◆ **TASK DIRECTIONS**:
In full and without alteration, repeat the material.

***** LISTED ENTRIES *****

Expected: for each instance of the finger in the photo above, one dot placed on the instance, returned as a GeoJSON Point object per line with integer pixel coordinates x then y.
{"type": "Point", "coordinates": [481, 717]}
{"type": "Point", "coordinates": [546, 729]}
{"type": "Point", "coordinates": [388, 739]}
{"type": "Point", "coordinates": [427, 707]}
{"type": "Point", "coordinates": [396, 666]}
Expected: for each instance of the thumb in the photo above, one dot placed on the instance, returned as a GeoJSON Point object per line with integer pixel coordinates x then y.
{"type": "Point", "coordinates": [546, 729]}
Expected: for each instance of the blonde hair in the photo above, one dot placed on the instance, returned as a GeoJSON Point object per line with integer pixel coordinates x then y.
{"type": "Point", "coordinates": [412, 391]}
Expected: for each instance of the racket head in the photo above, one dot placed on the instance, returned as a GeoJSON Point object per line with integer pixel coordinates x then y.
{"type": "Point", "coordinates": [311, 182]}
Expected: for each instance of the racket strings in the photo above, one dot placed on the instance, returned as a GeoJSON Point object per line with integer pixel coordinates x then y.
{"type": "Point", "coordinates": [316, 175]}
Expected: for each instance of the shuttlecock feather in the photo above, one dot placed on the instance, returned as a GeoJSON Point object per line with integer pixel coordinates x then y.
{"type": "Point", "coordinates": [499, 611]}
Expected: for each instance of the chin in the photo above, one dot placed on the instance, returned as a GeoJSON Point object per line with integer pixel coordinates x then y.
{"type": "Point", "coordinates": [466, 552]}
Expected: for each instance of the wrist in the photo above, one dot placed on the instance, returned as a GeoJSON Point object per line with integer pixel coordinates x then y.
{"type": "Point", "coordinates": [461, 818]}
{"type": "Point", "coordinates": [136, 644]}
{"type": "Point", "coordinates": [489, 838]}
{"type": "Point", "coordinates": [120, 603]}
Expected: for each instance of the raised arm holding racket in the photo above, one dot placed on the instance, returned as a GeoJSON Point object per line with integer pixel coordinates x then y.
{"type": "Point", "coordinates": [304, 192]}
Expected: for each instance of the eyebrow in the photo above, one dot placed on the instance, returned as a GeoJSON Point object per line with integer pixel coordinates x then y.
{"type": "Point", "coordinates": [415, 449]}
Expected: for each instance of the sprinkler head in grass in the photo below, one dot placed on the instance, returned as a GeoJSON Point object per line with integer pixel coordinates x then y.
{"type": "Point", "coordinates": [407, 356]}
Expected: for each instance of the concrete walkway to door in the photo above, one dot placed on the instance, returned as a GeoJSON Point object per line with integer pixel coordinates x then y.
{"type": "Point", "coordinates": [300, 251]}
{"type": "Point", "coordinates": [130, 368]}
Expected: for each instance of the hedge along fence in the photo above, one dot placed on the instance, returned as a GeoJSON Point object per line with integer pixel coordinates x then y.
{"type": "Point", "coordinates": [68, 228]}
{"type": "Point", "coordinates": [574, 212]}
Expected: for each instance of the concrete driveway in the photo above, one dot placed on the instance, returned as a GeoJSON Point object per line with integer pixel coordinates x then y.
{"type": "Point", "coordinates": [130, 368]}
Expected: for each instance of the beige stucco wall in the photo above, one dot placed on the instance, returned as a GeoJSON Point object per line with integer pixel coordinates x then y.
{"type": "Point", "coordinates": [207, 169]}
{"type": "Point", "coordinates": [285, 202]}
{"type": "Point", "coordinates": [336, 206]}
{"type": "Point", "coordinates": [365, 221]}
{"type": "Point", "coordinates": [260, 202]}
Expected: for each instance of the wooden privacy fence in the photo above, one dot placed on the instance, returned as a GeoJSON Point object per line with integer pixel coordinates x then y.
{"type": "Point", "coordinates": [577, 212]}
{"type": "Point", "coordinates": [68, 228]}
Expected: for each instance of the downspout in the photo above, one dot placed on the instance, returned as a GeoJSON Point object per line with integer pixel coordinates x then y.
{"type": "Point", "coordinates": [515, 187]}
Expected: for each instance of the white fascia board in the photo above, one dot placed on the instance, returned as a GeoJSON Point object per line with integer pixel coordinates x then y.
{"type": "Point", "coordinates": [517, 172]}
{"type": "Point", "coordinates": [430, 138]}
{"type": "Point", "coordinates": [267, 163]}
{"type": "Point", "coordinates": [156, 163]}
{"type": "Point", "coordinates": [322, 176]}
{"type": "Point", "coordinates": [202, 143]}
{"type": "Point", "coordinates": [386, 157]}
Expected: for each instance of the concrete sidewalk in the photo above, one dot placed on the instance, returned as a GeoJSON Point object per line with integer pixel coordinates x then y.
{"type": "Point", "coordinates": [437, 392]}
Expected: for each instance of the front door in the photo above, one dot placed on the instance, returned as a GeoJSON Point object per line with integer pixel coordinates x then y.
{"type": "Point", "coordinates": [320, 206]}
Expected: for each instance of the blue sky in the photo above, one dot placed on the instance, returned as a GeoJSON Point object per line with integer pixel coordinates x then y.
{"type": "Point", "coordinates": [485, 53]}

*****

◆ **PROBLEM SOLUTION**:
Expected: for each instance of the finger in the photo above, one dot placed on the instance, returned as a GeoJSON Point object per line with integer pixel coordinates x then y.
{"type": "Point", "coordinates": [481, 717]}
{"type": "Point", "coordinates": [546, 729]}
{"type": "Point", "coordinates": [388, 739]}
{"type": "Point", "coordinates": [427, 707]}
{"type": "Point", "coordinates": [396, 666]}
Expected: for each instance of the thumb in the photo above, one dot placed on the instance, returned as a GeoJSON Point object per line with integer pixel coordinates x then y.
{"type": "Point", "coordinates": [546, 729]}
Expected: for each instance of the blonde hair in the photo above, one dot placed on the instance, returned as a GeoJSON Point object per line with integer pixel coordinates x then y.
{"type": "Point", "coordinates": [412, 391]}
Expected: for each instance of the racket head in the photo above, one dot placed on the instance, returned as a GeoJSON Point object per line with integer pixel coordinates x then y.
{"type": "Point", "coordinates": [311, 182]}
Expected: for each instance of the racket strings in the photo above, one dot placed on the instance, returned as a GeoJSON Point object per line with integer pixel coordinates x then y.
{"type": "Point", "coordinates": [316, 175]}
Expected: for each instance of the shuttlecock feather in the photo above, one dot placed on the instance, returned as a GeoJSON Point object per line with integer pixel coordinates x then y.
{"type": "Point", "coordinates": [499, 611]}
Expected: for each instance of the chin in the photo above, one dot placed on the instance, returned as a GeoJSON Point object per line with integer pixel coordinates x then y.
{"type": "Point", "coordinates": [466, 552]}
Expected: for each instance of the wrist in the photo above, one dot placed on the instance, returned as a GeoJSON Point object per line with integer pixel coordinates x then y.
{"type": "Point", "coordinates": [461, 818]}
{"type": "Point", "coordinates": [136, 644]}
{"type": "Point", "coordinates": [489, 838]}
{"type": "Point", "coordinates": [120, 603]}
Expected: for each instance of the raised arm holding racket in the photo above, one dot placed on the instance, returned as a GeoJSON Point object per line with integer pixel coordinates x then y.
{"type": "Point", "coordinates": [304, 192]}
Expected: for each instance of the eyebrow in the photo above, one dot placed on the instance, returned as a GeoJSON Point object per line with integer pixel coordinates x then y.
{"type": "Point", "coordinates": [415, 449]}
Expected: for each instance of the sprinkler head in grass in the photo below, one dot placed on the instance, returned as a GeoJSON Point object per line with integer pixel coordinates x then y.
{"type": "Point", "coordinates": [407, 356]}
Expected: for each instance of the concrete walkway to door in the photo above, one dot placed on the instance, returned as a GeoJSON Point object per line with integer pixel coordinates x then y.
{"type": "Point", "coordinates": [300, 251]}
{"type": "Point", "coordinates": [130, 368]}
Expected: for each instance of the hedge along fence in the photo above, one dot placed on the instance, returned as a GeoJSON Point object per line with integer pixel coordinates x then y.
{"type": "Point", "coordinates": [68, 228]}
{"type": "Point", "coordinates": [574, 212]}
Expected: for each instance of the concrete driveway in the photo above, one dot placed on the instance, returned as a GeoJSON Point object per line with integer pixel coordinates x then y.
{"type": "Point", "coordinates": [130, 368]}
Expected: for each instance of the beige stucco wall in the photo above, one dot placed on the instance, returned as a GeoJSON Point object per line with integer pixel coordinates x then y.
{"type": "Point", "coordinates": [207, 169]}
{"type": "Point", "coordinates": [285, 202]}
{"type": "Point", "coordinates": [336, 206]}
{"type": "Point", "coordinates": [365, 221]}
{"type": "Point", "coordinates": [260, 202]}
Expected: for each instance of the wooden privacy fence in the photo above, one dot placed on the instance, returned as a GeoJSON Point object per line with integer pixel coordinates x then y.
{"type": "Point", "coordinates": [577, 212]}
{"type": "Point", "coordinates": [68, 228]}
Expected: for each instance of the downspout in the photo above, one dot placed on the instance, returned as a GeoJSON Point object per line with integer pixel coordinates x then y.
{"type": "Point", "coordinates": [515, 187]}
Expected: for each instance of the white fascia board in the photo above, one dot placed on the instance, returned as a GeoJSON Point object per line with integer pixel coordinates x then y.
{"type": "Point", "coordinates": [517, 172]}
{"type": "Point", "coordinates": [430, 138]}
{"type": "Point", "coordinates": [267, 163]}
{"type": "Point", "coordinates": [156, 163]}
{"type": "Point", "coordinates": [322, 176]}
{"type": "Point", "coordinates": [202, 143]}
{"type": "Point", "coordinates": [386, 157]}
Expected: for each instance of the concrete sidewalk in the photo above, one dot placed on the instance, returned as a GeoJSON Point object per line with integer pixel coordinates x then y.
{"type": "Point", "coordinates": [437, 392]}
Expected: for each instance of the front door in the photo above, one dot placed on the instance, returned as a GeoJSON Point object per line with integer pixel coordinates x then y.
{"type": "Point", "coordinates": [320, 206]}
Expected: for each instance of the blue sky in the photo above, one dot placed on the instance, returned as a GeoJSON Point object per line with integer pixel coordinates x then y.
{"type": "Point", "coordinates": [485, 53]}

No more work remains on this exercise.